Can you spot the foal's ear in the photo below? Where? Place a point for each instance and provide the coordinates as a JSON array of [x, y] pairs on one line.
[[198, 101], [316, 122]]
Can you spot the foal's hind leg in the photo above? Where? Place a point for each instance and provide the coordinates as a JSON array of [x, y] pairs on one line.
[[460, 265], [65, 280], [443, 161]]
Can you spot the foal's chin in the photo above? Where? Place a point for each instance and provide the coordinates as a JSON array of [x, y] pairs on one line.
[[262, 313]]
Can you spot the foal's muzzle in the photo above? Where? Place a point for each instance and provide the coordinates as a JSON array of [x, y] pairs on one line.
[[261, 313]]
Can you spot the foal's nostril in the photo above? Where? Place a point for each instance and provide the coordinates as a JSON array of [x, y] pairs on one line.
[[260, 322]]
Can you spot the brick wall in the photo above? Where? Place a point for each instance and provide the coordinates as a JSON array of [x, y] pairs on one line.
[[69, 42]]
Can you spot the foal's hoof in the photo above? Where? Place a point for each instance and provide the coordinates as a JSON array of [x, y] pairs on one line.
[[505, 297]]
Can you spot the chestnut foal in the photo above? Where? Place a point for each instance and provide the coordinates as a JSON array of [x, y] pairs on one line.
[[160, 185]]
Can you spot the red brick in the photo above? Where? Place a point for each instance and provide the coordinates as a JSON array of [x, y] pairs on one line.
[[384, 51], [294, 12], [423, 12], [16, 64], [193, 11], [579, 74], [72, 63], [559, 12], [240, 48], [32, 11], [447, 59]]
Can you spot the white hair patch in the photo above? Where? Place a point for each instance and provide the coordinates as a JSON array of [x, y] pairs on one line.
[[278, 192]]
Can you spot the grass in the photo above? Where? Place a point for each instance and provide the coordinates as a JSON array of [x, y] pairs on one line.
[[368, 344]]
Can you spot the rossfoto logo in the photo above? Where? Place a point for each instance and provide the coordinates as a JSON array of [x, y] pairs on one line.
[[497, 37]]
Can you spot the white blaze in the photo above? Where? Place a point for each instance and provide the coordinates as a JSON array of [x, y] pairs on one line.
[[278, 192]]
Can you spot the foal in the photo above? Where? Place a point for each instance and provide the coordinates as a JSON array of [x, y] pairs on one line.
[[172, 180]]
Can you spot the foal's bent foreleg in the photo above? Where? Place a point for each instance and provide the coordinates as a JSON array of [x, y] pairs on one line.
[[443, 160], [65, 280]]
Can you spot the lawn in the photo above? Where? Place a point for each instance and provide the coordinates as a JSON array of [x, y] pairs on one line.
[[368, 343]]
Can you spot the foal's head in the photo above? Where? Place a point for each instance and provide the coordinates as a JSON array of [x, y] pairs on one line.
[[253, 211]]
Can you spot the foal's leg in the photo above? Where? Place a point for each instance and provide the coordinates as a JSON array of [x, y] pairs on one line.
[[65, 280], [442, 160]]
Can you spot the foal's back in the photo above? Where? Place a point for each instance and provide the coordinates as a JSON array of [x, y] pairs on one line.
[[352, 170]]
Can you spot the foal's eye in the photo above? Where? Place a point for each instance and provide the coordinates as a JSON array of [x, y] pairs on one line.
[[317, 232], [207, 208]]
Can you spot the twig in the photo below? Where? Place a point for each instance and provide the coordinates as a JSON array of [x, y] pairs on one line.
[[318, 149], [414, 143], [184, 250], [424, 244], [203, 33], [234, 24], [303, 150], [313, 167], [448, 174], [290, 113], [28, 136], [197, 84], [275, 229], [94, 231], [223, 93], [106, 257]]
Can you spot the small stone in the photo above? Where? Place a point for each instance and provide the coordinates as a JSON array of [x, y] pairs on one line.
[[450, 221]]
****************************************
* **Description of the task**
Each line from the one that contains "Can you spot the lawn" to the end of the data should be set down exactly, both ends included.

* **Answer below**
Can you spot the lawn in the photo above? Where? Place a point for each instance and provide the coordinates as a JSON array of [x, y] pairs on one line.
[[368, 343]]
Can you spot the foal's head in the photo above? Where? Place a point for each instance and provide the coordinates as a JSON array of [x, y] pairs on one line.
[[253, 211]]
Can you spot the foal's leg in the photo above? Where? Place a point for each instance and provide the coordinates as a JSON array of [x, y] pairs on one line.
[[65, 280], [442, 160]]
Can you spot the foal's back in the photo above? Where? Place a point for each instance and provide the coordinates as a JSON array of [x, y] pairs on one line.
[[352, 170]]
Can you spot the foal's eye in the photo above? Where? Place a point for each instance and provide the coordinates as a JSON array of [x, y] pairs on one line.
[[317, 232], [207, 208]]
Can you spot the twig in the photo below? Where? Place a point for each instance and provide the coordinates as a JSON array of [x, y] pairs on one line.
[[318, 149], [414, 143], [184, 250], [424, 244], [203, 33], [234, 24], [303, 150], [313, 167], [448, 174], [290, 113], [28, 136], [197, 84], [275, 229], [94, 231], [223, 93], [106, 257]]
Can you spot the small stone in the photo above? Where? Place a point for each instance and provide the coordinates as a JSON array of [x, y] pairs on one line.
[[450, 221]]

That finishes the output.